[Aim of the exercise] Can you rename "Traffic-monitoring request" to "Shelf-labeling request" throughout the material below, leaving everything else unchanged and leaving out the pictures?

[Point annotation data]

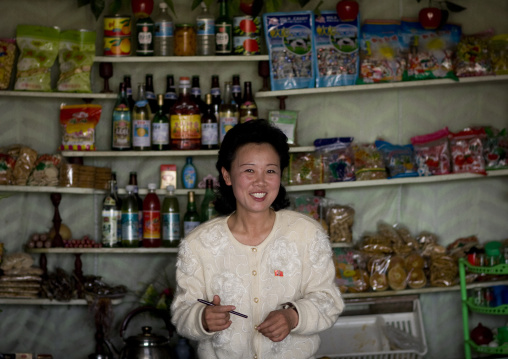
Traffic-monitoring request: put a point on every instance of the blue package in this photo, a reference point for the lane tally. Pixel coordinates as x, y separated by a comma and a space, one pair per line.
336, 54
290, 48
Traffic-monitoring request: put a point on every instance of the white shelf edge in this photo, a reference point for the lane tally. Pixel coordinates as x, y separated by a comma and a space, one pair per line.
381, 86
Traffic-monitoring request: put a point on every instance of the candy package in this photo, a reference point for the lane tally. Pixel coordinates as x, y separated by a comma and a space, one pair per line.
432, 153
381, 52
336, 58
290, 48
399, 159
430, 52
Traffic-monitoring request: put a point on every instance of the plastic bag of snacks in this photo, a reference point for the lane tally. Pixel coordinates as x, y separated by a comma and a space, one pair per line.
381, 55
430, 52
38, 47
337, 158
78, 126
466, 148
432, 153
76, 54
337, 58
290, 47
399, 159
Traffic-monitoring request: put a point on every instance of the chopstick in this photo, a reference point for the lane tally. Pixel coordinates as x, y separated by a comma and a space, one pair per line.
232, 311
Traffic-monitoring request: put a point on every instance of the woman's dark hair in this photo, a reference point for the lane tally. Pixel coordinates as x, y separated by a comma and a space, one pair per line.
254, 131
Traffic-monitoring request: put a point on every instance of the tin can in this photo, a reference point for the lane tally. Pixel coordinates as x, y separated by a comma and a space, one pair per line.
117, 46
117, 25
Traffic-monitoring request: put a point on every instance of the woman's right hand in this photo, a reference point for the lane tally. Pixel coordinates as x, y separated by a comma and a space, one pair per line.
216, 318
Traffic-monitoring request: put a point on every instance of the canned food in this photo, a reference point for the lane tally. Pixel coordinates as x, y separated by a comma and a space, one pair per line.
117, 25
117, 46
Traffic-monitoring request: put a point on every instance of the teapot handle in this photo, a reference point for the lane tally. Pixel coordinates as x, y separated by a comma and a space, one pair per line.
163, 314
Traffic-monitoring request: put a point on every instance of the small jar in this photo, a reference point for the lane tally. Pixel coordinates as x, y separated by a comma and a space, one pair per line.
185, 40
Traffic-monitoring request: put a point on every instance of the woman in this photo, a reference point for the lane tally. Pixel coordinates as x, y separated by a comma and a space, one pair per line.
259, 259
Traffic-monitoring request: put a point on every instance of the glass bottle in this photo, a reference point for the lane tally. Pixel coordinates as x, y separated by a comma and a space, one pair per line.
223, 30
185, 120
121, 123
130, 219
170, 219
228, 113
163, 43
248, 108
160, 128
208, 206
191, 217
141, 126
151, 218
209, 127
206, 32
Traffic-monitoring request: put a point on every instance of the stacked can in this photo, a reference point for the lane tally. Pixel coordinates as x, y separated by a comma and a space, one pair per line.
117, 35
246, 35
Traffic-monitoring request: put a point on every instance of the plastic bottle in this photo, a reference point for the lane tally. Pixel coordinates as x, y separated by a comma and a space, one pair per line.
163, 43
151, 218
130, 219
189, 174
170, 219
206, 32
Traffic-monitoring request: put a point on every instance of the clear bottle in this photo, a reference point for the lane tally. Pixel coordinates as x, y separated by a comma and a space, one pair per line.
151, 218
208, 205
130, 219
191, 217
121, 124
228, 113
163, 43
141, 125
248, 108
209, 127
206, 32
185, 120
170, 219
160, 128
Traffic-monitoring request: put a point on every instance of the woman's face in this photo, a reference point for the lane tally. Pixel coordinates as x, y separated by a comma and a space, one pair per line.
255, 177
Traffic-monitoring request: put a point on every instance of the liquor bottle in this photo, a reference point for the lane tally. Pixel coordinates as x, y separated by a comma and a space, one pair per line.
248, 108
130, 219
207, 206
209, 127
151, 218
110, 218
170, 219
191, 217
185, 120
163, 43
150, 94
170, 96
228, 113
121, 123
206, 32
223, 30
160, 128
141, 126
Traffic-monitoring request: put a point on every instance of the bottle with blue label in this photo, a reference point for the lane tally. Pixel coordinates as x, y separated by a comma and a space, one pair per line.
189, 174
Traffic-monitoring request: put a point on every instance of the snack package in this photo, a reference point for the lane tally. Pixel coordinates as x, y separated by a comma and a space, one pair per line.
432, 153
337, 56
381, 52
76, 55
78, 126
7, 56
399, 159
466, 148
38, 46
337, 158
430, 52
290, 48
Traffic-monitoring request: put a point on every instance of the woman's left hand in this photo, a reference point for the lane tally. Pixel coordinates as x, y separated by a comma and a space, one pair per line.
278, 324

[Answer to this task]
Shelf-labeling request: put a point on every instance of the blue package in this photo, a reference point for the lane tally. Pixel coordinates as x, y separated by a comma and a space, one pair per line.
336, 54
290, 48
Shelf-labeling request: put a point on every instance of the white shelf edge in this photo, a reference point for the lane tally. Pixel coordinates as x, y separated by a comma and a space, one pair per line.
381, 86
Shelf-labeling request: put a point on every instance of the candy package in this photo, a reference point for the lane tally. Pixel coordinates as x, y separated by a comma and a space, one pair per line.
432, 153
381, 52
336, 58
290, 48
399, 159
430, 52
Shelf-labeling request: put a point on every instance of the plastic bag of snacks in this photo, a reference point for the lane tally. Pixel coordinates as x, y separated by a comma and a space, one pair per line.
381, 55
430, 52
38, 47
337, 158
78, 126
466, 148
432, 153
76, 54
337, 58
290, 47
399, 159
Shelf-labeling request: put a point on every instance of the chopstick in this photo, a reference point for the lane tally. Pixel coordinates as x, y separated by a comma and a space, one pair per line.
232, 311
Shelf-labeling request: put a point on every instance of the woman's dark hair in this photo, a reference point for the lane tally. Pixel coordinates as x, y separated by a comma and a space, one pair per line.
254, 131
Shelf-labeling request: put a point on every instance of the tin can in this photo, a reference point for the lane tally. Pixel coordinates as x, y separated by a comma and a space, one pair per line.
117, 46
117, 25
Shelf-labeling request: put a point on every instance of the woman's right hand in this photo, a reference point for the lane tally. Pixel coordinates as x, y separated by a comma and a space, one pair per line.
216, 318
Shelf-labeling request: put a point on every instance of the canned food in this photo, a reference point for the lane tally. Pixel coordinates as x, y separated by a comma and a space, one pair per line.
117, 25
117, 46
Shelf-labeling request: put a point on every instance of the teapot handle in this photo, a reference point for the lane tally. Pixel coordinates as x, y separated by a comma and a space, one pair per line.
163, 314
Shelf-labeling request: put a point on every instance of the small jar in this photo, a reference point for the lane tally. Pixel coordinates as x, y separated by a comma and a space, one pair per line.
185, 40
Shelf-labeling request: put a point on every instance of the woman in this photo, a reference point for the lane tally. Pixel coordinates as x, y separated by a comma and a space, one pair per line.
259, 259
Shelf-labeling request: put a point on every instance of the glass bottle in this photo, a reference point for the lane tally. Pixel coordinates as x, y separated by a comma and a space, one pair per line.
223, 30
185, 120
121, 123
130, 219
170, 219
228, 113
163, 43
248, 108
160, 128
208, 206
191, 217
141, 126
151, 218
209, 127
206, 32
Shelf-labeling request: put a point on every instance of the stacked can in this photo, a reference point for the lane tally. Pixel coordinates as x, y separated by a comma and a space, one pair per line.
117, 35
246, 35
Shelf-labeling request: put a point on every instance of the plastic bottle in this photo, a reference point for the lane tally. Pixel coordinates as x, y separated by a comma and a space, one pair per line.
163, 43
151, 218
130, 219
189, 174
170, 219
206, 32
Shelf-labeling request: put a point on every instance of the clear bottle in this photo, a reference point for the lane tally. Pixel coordinates as x, y separated by a comma and a space, one pair per line.
151, 218
208, 205
130, 219
191, 217
121, 124
228, 113
163, 43
141, 125
248, 108
209, 127
206, 32
185, 120
170, 219
160, 128
Shelf-labeling request: put a point on every instance of the woman's face in this photo, a reference point for the lane tally. Pixel coordinates as x, y separated by a comma and a space, one pair per line.
255, 177
Shelf-labeling request: put a point on every instance of the liquor bottle in this photo, a reference point for the lane tally. Pixel coordinates as x, y separated by a comma and a space, one pair per line.
248, 108
130, 219
207, 206
209, 127
151, 218
110, 218
170, 219
191, 217
185, 120
163, 43
150, 94
170, 96
228, 113
121, 123
206, 32
223, 30
160, 128
141, 126
Shelf-labeling request: put a point on every instance of the bottle with blue label in this photo, a reference point for the lane tally. Pixel coordinates as x, y separated by a comma and a space, one pair per line.
189, 174
Shelf-labeling request: put a point on every instance of the snack package in this photo, a reference point for the lane tally. Pixel coordinates as x, y separated by a comma and a space, one pair per line.
432, 153
337, 56
381, 52
76, 55
78, 126
7, 56
399, 159
466, 148
38, 46
337, 158
430, 52
290, 48
Shelf-labeling request: put a point on every instance of the woman's left hand in this photo, a reference point for the lane tally. Pixel coordinates as x, y separated by a comma and a space, one pair per line.
278, 324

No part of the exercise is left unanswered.